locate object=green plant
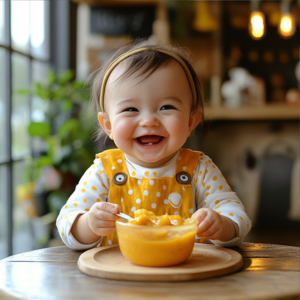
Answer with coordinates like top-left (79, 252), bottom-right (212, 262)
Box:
top-left (19, 70), bottom-right (95, 212)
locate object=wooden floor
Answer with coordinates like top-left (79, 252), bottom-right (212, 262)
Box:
top-left (244, 228), bottom-right (300, 247)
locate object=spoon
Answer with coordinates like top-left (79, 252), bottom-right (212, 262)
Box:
top-left (117, 212), bottom-right (133, 221)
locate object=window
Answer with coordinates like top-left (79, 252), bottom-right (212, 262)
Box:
top-left (0, 1), bottom-right (51, 259)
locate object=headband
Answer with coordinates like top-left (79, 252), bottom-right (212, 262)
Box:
top-left (99, 48), bottom-right (197, 112)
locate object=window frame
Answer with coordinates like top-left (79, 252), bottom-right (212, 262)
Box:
top-left (0, 1), bottom-right (77, 259)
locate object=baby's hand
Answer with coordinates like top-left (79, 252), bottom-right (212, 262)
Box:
top-left (87, 202), bottom-right (121, 236)
top-left (192, 208), bottom-right (225, 240)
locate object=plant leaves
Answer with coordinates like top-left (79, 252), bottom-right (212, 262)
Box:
top-left (35, 82), bottom-right (50, 100)
top-left (62, 99), bottom-right (73, 111)
top-left (28, 122), bottom-right (51, 138)
top-left (58, 70), bottom-right (74, 84)
top-left (57, 119), bottom-right (79, 138)
top-left (36, 156), bottom-right (53, 167)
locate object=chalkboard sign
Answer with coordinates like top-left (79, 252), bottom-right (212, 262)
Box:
top-left (91, 6), bottom-right (155, 38)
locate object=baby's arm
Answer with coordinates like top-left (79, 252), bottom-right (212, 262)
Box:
top-left (56, 159), bottom-right (118, 250)
top-left (71, 202), bottom-right (121, 244)
top-left (193, 155), bottom-right (251, 246)
top-left (192, 208), bottom-right (238, 242)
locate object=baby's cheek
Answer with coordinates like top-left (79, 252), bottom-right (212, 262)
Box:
top-left (113, 121), bottom-right (132, 139)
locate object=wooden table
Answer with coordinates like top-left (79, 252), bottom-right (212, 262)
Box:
top-left (0, 243), bottom-right (300, 300)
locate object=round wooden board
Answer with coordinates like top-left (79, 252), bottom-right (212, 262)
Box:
top-left (77, 243), bottom-right (243, 281)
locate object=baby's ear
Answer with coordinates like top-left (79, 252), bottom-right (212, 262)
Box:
top-left (189, 109), bottom-right (202, 134)
top-left (98, 112), bottom-right (113, 139)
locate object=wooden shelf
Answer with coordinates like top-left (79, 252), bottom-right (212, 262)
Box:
top-left (204, 105), bottom-right (299, 121)
top-left (71, 0), bottom-right (161, 6)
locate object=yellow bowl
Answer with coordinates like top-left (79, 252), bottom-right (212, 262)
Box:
top-left (116, 219), bottom-right (197, 267)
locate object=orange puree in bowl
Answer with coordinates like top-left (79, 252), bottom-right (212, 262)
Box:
top-left (129, 209), bottom-right (189, 226)
top-left (116, 209), bottom-right (197, 267)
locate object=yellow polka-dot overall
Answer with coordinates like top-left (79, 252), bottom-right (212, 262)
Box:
top-left (96, 149), bottom-right (201, 246)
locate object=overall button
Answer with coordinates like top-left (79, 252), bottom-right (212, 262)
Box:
top-left (112, 172), bottom-right (128, 185)
top-left (176, 171), bottom-right (192, 184)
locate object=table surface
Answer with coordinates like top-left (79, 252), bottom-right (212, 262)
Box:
top-left (0, 243), bottom-right (300, 300)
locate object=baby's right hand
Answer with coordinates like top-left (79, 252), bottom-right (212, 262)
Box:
top-left (87, 202), bottom-right (121, 236)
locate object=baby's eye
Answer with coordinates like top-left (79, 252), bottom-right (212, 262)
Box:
top-left (160, 105), bottom-right (176, 110)
top-left (123, 107), bottom-right (138, 112)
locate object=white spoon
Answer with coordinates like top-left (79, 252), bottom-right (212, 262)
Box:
top-left (117, 213), bottom-right (133, 221)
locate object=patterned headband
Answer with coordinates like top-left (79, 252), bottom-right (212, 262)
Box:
top-left (99, 48), bottom-right (197, 112)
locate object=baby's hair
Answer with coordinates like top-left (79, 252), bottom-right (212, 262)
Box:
top-left (88, 41), bottom-right (204, 140)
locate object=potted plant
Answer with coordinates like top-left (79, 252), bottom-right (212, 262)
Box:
top-left (19, 70), bottom-right (95, 215)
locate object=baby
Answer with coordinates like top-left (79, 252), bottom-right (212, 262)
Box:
top-left (56, 42), bottom-right (251, 249)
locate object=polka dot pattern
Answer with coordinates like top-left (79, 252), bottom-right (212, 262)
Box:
top-left (58, 149), bottom-right (251, 250)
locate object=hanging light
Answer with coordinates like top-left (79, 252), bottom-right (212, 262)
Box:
top-left (249, 0), bottom-right (266, 40)
top-left (278, 0), bottom-right (296, 38)
top-left (193, 0), bottom-right (219, 32)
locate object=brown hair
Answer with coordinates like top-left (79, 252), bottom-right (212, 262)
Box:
top-left (88, 41), bottom-right (204, 140)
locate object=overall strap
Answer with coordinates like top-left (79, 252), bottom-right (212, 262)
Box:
top-left (176, 149), bottom-right (202, 178)
top-left (96, 149), bottom-right (128, 180)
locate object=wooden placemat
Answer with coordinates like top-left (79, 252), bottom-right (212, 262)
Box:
top-left (77, 243), bottom-right (243, 281)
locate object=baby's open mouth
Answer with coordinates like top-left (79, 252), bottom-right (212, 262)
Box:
top-left (136, 135), bottom-right (164, 146)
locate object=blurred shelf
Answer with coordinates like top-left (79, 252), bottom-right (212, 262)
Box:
top-left (71, 0), bottom-right (161, 6)
top-left (204, 105), bottom-right (299, 121)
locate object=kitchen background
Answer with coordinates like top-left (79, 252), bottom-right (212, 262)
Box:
top-left (0, 0), bottom-right (300, 258)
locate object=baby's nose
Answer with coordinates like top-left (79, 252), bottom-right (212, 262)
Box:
top-left (140, 115), bottom-right (160, 127)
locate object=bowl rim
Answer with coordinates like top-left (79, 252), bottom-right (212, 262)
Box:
top-left (116, 218), bottom-right (197, 230)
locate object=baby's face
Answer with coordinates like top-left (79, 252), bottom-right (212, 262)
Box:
top-left (99, 61), bottom-right (200, 168)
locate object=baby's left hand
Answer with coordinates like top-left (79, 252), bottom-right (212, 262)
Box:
top-left (191, 208), bottom-right (226, 240)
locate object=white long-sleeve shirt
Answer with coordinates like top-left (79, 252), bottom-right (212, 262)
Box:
top-left (56, 151), bottom-right (251, 250)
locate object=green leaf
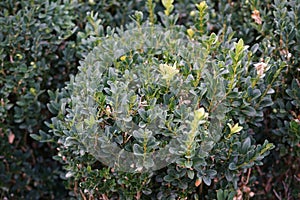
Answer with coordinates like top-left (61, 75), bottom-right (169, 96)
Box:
top-left (241, 106), bottom-right (256, 117)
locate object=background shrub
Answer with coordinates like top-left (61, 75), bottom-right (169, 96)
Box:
top-left (0, 0), bottom-right (142, 199)
top-left (0, 0), bottom-right (300, 199)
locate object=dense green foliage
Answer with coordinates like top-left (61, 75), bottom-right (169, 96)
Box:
top-left (0, 0), bottom-right (300, 199)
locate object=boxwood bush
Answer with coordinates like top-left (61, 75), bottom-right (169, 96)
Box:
top-left (0, 0), bottom-right (300, 199)
top-left (40, 1), bottom-right (286, 199)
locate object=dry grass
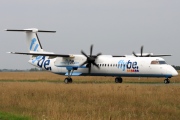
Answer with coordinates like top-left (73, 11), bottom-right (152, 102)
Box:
top-left (0, 72), bottom-right (180, 120)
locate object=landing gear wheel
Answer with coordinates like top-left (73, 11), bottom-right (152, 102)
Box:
top-left (64, 78), bottom-right (69, 84)
top-left (64, 78), bottom-right (72, 84)
top-left (115, 77), bottom-right (122, 83)
top-left (119, 78), bottom-right (122, 83)
top-left (164, 79), bottom-right (170, 84)
top-left (69, 78), bottom-right (72, 83)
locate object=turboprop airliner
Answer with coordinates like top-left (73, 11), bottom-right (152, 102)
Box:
top-left (6, 28), bottom-right (178, 84)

__TASK BRIEF__
Show each line of the records above that contains the string "bowl", treating uppercase and lowercase as different.

__ANSWER TO THE EXERCISE__
locate object=yellow bowl
locate object=orange puree in bowl
locate object=bowl rim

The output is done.